### Brief
Recast the listing below as a Markdown table with the columns "Row" and "Line", numbering each line and leaving out blank lines and the pictures.

(Excerpts from location labeling data)
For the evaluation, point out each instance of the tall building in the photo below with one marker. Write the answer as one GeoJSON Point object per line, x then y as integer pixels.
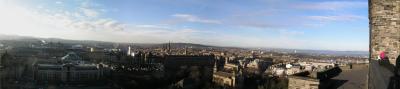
{"type": "Point", "coordinates": [71, 69]}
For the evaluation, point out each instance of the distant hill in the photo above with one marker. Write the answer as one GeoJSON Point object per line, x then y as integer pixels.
{"type": "Point", "coordinates": [176, 45]}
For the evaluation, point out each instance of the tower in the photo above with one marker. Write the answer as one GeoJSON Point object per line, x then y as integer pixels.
{"type": "Point", "coordinates": [129, 51]}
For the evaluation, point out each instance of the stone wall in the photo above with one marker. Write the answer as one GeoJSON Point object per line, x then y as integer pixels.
{"type": "Point", "coordinates": [384, 16]}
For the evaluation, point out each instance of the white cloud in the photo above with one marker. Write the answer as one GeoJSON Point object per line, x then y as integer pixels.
{"type": "Point", "coordinates": [89, 12]}
{"type": "Point", "coordinates": [331, 5]}
{"type": "Point", "coordinates": [192, 18]}
{"type": "Point", "coordinates": [59, 2]}
{"type": "Point", "coordinates": [337, 18]}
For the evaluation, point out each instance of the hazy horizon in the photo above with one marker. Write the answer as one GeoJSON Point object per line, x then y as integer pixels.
{"type": "Point", "coordinates": [312, 24]}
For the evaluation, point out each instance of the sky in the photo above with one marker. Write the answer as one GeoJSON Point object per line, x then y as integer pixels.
{"type": "Point", "coordinates": [296, 24]}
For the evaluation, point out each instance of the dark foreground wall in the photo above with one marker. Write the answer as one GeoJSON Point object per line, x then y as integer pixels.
{"type": "Point", "coordinates": [384, 16]}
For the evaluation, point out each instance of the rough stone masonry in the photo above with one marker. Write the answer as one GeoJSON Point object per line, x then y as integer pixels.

### Written response
| Row | Line |
|---|---|
| 1 | For the evaluation, point out each instance of the tall building in the photo below with one marker. Write the answer as one GeoJSON Point object per line, x then y as integer pixels. |
| 2 | {"type": "Point", "coordinates": [71, 69]} |
| 3 | For the evaluation, point out each instance of the distant hill in the photo above with one marker. Write the answer as one GeoJSON Point object per line, x then y as integer pixels. |
| 4 | {"type": "Point", "coordinates": [176, 45]} |
| 5 | For the evaluation, point out each instance of the tower in the photo above with one marker. Write the answer as one GeoJSON Point object per line, x then y as integer pixels. |
| 6 | {"type": "Point", "coordinates": [129, 51]} |
| 7 | For the evaluation, point out each instance of the stone wall in the photo above with one marker. Write the answer as one GeoJSON Point object per line, x then y as integer pixels. |
| 8 | {"type": "Point", "coordinates": [384, 16]} |
| 9 | For the evaluation, point out each instance of the white cloud in the photo above with one marker. Write the answer as one GeoJSON Point object per line, x then y as integer pixels. |
| 10 | {"type": "Point", "coordinates": [89, 12]} |
| 11 | {"type": "Point", "coordinates": [331, 5]} |
| 12 | {"type": "Point", "coordinates": [192, 18]} |
| 13 | {"type": "Point", "coordinates": [59, 2]} |
| 14 | {"type": "Point", "coordinates": [337, 18]} |
| 15 | For the evaluation, point out each instance of the hazy horizon in the photo above with one marker. Write the answer as one GeoJSON Point object per line, x then y as integer pixels. |
| 16 | {"type": "Point", "coordinates": [312, 24]} |
| 17 | For the evaluation, point out each instance of the sky in the photo above with one marker. Write the answer as one GeoJSON Point object per line, x then y as integer pixels. |
| 18 | {"type": "Point", "coordinates": [296, 24]} |
| 19 | For the evaluation, point out each instance of the dark foreground wall in the photo above with one marker. Write the answer as one GeoJSON Point object per line, x then y as integer pixels. |
| 20 | {"type": "Point", "coordinates": [384, 16]} |
| 21 | For the evaluation, point out each instance of the rough stone masonry in the photo above with one marker. Write the answer as one GeoJSON Point object per line, x then y as integer pixels. |